_WHAT YOU WILL DO_. Please work out how many lines in the data below hold the word "jacket", and state only the number.
*** Opening of ENTRIES SHOWN ***
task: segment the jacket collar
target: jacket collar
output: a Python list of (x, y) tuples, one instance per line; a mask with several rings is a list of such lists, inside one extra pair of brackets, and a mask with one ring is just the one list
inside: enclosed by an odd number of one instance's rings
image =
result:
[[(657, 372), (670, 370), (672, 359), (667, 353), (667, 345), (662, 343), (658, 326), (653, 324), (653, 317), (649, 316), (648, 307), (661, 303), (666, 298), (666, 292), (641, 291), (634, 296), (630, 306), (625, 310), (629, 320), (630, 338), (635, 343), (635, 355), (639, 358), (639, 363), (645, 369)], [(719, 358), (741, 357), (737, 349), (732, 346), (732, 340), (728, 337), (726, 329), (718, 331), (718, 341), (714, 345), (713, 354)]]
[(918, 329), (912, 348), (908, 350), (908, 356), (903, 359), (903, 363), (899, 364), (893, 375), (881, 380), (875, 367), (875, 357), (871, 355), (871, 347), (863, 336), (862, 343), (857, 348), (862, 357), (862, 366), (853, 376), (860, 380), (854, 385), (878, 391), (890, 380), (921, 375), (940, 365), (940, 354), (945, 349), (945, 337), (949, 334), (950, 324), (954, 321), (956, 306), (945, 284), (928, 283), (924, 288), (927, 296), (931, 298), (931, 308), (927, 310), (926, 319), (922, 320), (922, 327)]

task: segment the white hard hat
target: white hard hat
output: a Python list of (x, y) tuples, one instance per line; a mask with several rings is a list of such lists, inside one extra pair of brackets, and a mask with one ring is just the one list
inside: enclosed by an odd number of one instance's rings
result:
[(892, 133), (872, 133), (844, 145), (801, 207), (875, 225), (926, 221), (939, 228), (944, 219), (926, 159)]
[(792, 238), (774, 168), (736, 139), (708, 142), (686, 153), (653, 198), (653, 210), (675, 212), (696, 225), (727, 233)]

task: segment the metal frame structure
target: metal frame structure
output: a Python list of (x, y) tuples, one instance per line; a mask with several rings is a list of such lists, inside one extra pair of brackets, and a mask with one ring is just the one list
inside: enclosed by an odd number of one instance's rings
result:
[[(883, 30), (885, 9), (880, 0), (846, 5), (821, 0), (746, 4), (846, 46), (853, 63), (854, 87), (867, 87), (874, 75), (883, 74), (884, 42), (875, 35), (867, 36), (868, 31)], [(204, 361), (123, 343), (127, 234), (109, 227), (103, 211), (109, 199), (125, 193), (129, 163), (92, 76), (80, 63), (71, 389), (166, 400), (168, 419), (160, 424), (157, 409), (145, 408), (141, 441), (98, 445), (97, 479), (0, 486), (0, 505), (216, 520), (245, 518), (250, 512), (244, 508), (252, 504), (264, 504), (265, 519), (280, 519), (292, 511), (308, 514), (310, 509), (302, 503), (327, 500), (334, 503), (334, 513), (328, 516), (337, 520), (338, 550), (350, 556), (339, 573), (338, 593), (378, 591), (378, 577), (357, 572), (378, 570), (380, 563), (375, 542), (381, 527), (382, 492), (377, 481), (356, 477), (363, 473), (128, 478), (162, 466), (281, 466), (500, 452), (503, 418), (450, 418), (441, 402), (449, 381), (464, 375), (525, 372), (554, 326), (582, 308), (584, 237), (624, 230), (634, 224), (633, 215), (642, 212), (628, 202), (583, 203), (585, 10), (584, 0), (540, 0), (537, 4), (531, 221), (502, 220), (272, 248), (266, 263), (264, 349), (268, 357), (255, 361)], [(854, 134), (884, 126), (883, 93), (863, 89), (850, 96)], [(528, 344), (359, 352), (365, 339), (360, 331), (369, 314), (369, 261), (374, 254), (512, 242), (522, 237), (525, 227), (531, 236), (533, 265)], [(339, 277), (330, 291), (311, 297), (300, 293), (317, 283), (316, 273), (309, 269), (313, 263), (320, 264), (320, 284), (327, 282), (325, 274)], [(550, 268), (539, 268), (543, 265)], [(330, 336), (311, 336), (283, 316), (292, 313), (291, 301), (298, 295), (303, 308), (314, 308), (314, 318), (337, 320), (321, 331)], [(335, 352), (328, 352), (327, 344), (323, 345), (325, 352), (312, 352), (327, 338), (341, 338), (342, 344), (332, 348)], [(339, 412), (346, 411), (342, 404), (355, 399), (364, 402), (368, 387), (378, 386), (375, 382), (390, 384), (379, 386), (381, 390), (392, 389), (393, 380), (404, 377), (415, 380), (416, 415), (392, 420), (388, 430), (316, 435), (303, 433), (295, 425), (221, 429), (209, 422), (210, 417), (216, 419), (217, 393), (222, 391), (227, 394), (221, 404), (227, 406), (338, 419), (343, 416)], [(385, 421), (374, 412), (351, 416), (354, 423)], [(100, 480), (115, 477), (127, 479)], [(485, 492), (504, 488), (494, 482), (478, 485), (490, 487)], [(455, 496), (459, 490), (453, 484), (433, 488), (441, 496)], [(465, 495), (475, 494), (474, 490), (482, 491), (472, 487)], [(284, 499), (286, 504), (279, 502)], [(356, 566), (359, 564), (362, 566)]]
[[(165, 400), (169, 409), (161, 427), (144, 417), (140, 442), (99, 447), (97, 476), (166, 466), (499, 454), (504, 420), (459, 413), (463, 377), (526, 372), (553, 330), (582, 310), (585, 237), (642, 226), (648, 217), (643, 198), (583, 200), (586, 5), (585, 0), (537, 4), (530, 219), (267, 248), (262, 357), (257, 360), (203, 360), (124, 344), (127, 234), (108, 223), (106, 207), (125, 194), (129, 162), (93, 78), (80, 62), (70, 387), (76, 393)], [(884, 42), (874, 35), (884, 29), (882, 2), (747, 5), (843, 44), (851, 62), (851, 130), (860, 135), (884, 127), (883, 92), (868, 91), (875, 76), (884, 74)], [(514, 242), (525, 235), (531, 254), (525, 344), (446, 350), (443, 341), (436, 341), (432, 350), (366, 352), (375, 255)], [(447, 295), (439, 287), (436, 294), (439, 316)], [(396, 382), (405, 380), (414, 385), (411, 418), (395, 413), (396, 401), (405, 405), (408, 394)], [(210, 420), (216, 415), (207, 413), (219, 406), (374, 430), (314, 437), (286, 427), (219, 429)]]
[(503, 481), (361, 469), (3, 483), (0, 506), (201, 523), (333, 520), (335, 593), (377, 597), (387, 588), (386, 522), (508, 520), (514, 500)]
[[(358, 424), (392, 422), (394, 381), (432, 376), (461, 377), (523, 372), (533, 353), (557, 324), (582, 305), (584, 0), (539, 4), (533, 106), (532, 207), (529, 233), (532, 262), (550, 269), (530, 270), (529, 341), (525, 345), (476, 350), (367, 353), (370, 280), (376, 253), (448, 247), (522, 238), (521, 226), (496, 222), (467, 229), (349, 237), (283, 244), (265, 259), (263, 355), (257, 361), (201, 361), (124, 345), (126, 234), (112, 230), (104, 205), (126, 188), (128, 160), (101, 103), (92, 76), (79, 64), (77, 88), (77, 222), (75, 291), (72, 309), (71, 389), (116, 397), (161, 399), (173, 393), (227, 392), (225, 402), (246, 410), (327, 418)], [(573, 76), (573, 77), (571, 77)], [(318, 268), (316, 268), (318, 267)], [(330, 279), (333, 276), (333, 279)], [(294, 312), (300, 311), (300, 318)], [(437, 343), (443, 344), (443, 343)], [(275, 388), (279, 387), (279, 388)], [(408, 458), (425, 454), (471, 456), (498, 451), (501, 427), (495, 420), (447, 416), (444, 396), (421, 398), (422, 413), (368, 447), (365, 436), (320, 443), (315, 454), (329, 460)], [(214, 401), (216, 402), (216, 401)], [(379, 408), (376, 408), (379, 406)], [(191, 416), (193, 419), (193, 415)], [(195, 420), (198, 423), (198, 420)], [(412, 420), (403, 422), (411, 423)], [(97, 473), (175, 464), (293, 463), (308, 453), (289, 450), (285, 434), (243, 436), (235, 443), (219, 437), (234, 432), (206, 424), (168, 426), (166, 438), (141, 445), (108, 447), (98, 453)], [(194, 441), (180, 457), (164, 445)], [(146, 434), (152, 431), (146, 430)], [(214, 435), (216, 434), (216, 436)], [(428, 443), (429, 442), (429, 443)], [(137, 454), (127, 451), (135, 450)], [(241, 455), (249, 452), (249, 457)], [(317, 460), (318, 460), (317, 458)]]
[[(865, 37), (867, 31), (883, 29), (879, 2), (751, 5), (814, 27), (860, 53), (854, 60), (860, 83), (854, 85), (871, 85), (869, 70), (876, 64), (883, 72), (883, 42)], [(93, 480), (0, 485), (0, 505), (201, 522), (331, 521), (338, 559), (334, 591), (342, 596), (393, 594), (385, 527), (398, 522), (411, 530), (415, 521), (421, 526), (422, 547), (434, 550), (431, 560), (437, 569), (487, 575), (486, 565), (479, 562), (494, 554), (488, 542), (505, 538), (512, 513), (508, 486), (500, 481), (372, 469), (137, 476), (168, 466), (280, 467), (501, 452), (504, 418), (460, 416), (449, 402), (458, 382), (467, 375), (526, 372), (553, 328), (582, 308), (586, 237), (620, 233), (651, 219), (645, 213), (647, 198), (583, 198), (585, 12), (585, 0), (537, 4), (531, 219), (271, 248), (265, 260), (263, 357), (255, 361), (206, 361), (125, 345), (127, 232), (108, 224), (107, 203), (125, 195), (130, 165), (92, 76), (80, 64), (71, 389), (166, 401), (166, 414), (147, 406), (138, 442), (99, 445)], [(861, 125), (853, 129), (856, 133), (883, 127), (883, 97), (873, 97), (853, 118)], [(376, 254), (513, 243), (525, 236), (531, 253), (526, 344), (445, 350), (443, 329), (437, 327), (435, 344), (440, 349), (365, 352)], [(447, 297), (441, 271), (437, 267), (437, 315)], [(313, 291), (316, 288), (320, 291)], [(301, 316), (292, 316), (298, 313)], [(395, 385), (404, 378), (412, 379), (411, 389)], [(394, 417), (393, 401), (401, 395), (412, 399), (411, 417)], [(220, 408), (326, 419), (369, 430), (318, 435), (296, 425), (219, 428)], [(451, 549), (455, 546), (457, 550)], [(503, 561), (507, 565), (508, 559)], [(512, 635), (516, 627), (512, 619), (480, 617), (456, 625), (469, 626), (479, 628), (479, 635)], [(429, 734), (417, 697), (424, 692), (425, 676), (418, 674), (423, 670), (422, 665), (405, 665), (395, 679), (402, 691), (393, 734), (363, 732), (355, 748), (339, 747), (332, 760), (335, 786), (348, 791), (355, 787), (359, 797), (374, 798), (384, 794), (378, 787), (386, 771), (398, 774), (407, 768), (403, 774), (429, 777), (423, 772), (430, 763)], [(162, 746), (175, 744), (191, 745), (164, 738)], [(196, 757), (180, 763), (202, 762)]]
*** Close of ENTRIES SHOWN ***
_RESPONSE_. 2